__WRITTEN PROBLEM__
Arrange the lines of the records as a Markdown table, starting at the line that contains "Note: one point per instance of the sliding" and ending at the line that contains "(1197, 622)". Use the columns Row and Line, number each row, and leave out blank lines.

[Coordinate annotation entries]
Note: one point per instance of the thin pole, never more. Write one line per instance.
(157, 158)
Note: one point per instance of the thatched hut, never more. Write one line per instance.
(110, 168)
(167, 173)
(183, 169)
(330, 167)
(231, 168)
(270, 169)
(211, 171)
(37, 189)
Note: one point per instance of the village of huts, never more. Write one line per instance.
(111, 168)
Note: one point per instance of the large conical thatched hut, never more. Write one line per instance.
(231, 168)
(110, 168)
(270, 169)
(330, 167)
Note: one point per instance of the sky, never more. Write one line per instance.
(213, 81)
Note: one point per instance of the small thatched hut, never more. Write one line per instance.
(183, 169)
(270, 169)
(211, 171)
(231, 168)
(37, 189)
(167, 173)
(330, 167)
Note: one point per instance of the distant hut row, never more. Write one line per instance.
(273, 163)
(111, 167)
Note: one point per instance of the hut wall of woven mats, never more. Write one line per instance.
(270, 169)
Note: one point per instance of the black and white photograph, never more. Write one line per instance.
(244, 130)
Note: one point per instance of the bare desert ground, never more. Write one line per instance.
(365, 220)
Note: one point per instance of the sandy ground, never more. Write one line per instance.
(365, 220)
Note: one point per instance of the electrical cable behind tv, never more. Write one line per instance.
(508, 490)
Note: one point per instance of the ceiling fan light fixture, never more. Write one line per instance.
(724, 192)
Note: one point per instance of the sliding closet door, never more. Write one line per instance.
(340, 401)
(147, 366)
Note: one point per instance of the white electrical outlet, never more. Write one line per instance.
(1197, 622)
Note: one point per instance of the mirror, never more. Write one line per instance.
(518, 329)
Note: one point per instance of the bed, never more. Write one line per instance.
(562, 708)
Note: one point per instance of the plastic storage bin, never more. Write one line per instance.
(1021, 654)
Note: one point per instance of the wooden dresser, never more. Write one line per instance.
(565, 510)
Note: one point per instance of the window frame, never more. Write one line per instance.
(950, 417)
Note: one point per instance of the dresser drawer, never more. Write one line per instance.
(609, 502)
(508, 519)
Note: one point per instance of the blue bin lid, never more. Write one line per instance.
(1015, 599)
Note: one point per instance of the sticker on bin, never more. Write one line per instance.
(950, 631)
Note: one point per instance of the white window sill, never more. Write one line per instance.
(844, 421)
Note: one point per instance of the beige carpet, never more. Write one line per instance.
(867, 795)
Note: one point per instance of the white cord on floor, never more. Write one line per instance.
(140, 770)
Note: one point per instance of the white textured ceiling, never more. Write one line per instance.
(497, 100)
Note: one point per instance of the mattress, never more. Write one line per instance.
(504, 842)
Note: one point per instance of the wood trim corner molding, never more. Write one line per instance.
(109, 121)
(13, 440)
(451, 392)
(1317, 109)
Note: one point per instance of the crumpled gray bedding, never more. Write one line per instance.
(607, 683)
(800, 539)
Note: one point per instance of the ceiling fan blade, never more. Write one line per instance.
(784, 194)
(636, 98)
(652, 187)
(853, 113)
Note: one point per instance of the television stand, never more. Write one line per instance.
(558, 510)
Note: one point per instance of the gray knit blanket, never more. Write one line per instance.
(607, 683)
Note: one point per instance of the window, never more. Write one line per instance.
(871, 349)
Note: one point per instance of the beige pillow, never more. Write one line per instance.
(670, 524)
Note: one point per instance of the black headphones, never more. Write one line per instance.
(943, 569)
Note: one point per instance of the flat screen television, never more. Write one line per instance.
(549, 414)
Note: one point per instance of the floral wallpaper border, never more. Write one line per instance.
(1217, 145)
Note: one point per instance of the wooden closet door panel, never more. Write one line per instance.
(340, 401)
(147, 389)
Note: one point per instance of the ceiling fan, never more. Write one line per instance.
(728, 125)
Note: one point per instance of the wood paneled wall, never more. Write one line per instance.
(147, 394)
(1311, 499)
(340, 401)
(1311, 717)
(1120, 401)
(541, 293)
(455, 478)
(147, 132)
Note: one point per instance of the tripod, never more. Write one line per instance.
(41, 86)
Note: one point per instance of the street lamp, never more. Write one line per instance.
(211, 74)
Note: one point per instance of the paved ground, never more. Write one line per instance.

__SOLVED EXERCISE__
| Row | Line |
|---|---|
| 1 | Note: one point per instance of the sliding closet door, never more. Write one line per instance. |
| 2 | (340, 401) |
| 3 | (147, 366) |
| 4 | Note: one point per instance of the white electrical outlet, never more. Write one line per instance. |
| 5 | (1197, 622) |